Top of Supplied passage

Newly signed cornerback Morris Claiborne could also get on the field for the first time with Kansas City, even though he will be suspended the first four games of the regular season for violating the NFL's substance abuse policy.
Saints at Chargers, Sunday
The Saints' first-team defense struggled in its preseason opener while healthy Pro Bowl edge rusher Cameron Jordan watched from the sideline.
"We've got some things we have to fix," Jordan said. "I'm always going to put it on the front D-line when we don't generate enough pass rush. I'd say it's concerning, but at the same time, that's why you have a preseason game to tune everything up."
While Jordan could see his first preseason action, more attention is on how much progress fellow end and 2018 first-round draft choice Marcus Davenport is making. He struggled to create pressure on Vikings QBs last week in a 34-25 loss.
"He's got a lot of things he wants to do, mentally," Jordan said of Davenport. "So, I try to tell him sometimes it's not about thinking so much. It's about just going out there and physically performing."
Philip Rivers will be held out for the second straight game as Chargers coach Anthony Lynn continues to get the backups and young players more snaps. Rivers said he would be fine with not playing in a preseason game, which is a pretty stunning admission from him; he likes getting in as much work as possible.
Tyrod Taylor will get the start followed by Cardale Jones and rookie Easton Stick.
Adrian Phillips will get a lot of snaps at free safety now that Derwin James (foot) is injured.
Seahawks at Vikings, Sunday
After playing the starters one series in their opening win at New Orleans, the Vikings will probably give the first-team offense a longer look as quarterback Kirk Cousins continues to settle in to the revamped scheme under coordinator Kevin Stefanski and adviser Gary Kubiak. Running back Dalvin Cook, entering his third year after two injury-shortened seasons, was held out against the Saints as a precaution. Rookie Alexander Mattison is the leading candidate to be the No. 2 running back and will get plenty of action against the Seahawks.
The most intriguing player in purple will undoubtedly be specialist Kaare Vedvik, the recent acquisition from Baltimore who is being evaluated equally as both a kicker and a punter. Though it's unlikely Vedvik, a native of Norway in his second year in the league out of Marshall, would be given both jobs for the regular season, he'll get a chance to kick and punt in the remaining exhibition games.

Bottom of Supplied passage
Top of Record extracts

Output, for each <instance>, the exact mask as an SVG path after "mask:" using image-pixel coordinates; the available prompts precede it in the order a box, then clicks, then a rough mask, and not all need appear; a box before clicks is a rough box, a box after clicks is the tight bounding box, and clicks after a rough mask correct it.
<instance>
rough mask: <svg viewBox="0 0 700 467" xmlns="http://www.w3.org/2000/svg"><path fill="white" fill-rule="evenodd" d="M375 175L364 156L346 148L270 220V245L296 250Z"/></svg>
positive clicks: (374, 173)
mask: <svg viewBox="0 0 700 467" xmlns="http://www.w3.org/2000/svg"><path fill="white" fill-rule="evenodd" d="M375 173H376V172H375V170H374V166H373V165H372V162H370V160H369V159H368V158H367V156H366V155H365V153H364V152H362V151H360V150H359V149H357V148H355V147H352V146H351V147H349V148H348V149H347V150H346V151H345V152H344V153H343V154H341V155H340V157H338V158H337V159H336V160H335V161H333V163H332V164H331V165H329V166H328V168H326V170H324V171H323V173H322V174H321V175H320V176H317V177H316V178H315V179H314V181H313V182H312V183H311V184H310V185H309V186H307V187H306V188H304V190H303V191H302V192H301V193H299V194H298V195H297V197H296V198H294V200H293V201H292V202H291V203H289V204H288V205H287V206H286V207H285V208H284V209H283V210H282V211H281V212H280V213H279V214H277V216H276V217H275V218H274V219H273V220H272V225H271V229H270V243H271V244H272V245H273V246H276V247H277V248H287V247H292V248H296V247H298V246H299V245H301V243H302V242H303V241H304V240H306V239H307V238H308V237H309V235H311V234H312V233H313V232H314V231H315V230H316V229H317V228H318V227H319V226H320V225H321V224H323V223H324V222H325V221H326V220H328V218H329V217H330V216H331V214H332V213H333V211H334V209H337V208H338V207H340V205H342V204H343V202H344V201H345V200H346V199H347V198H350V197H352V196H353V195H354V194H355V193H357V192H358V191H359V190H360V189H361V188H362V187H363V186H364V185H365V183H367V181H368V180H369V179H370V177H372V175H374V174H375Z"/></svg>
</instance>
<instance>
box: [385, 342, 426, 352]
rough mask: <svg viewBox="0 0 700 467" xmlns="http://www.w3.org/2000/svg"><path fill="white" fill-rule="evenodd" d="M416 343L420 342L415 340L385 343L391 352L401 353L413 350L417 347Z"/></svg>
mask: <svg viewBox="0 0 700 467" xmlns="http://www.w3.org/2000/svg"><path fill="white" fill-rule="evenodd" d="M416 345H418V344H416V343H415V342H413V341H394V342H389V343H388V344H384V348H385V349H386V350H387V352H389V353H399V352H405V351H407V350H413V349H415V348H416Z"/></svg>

Bottom of Record extracts

- [Exercise set]
1 > From the NFL preseason preview, extract word for word the part that opens with the words containing "Newly signed cornerback" and closes with "a 34-25 loss.".
2 > Write what comes next in the NFL preseason preview, picking up after its final sentence.

- [Per-task answers]
1 >
Newly signed cornerback Morris Claiborne could also get on the field for the first time with Kansas City, even though he will be suspended the first four games of the regular season for violating the NFL's substance abuse policy.
Saints at Chargers, Sunday
The Saints' first-team defense struggled in its preseason opener while healthy Pro Bowl edge rusher Cameron Jordan watched from the sideline.
"We've got some things we have to fix," Jordan said. "I'm always going to put it on the front D-line when we don't generate enough pass rush. I'd say it's concerning, but at the same time, that's why you have a preseason game to tune everything up."
While Jordan could see his first preseason action, more attention is on how much progress fellow end and 2018 first-round draft choice Marcus Davenport is making. He struggled to create pressure on Vikings QBs last week in a 34-25 loss.

2 >
Russell Wilson likely will see the field for the first time and will give the first true look at his connection with rookie wide receiver DK Metcalf that has shown promise during training camp. Running backs Chris Carson and Rashaad Penny — leaders of the top running attack in the NFL last season — are also likely to get some carries.
Defensively the focus will be on Seattle's pass rush that remains the biggest question heading into the season.
49ers at Broncos, Monday night
San Francisco quarterback Jimmy Garoppolo is expected to get his first game action since going down with a season-ending knee injury last September. Garoppolo sat out the first exhibition game, but is expected to play at least a series at Denver. The Niners are counting on big things this season from Garoppolo, who has made only 10 starts in five NFL seasons.
Broncos WR Emmanuel Sanders is expected to make his first start since tearing his left Achilles tendon in practice last December. Sanders revealed recently that in addition to that injury, he had "tightrope" surgery on his right ankle (which is being used in athletes now to speed the recovery from high ankle sprains).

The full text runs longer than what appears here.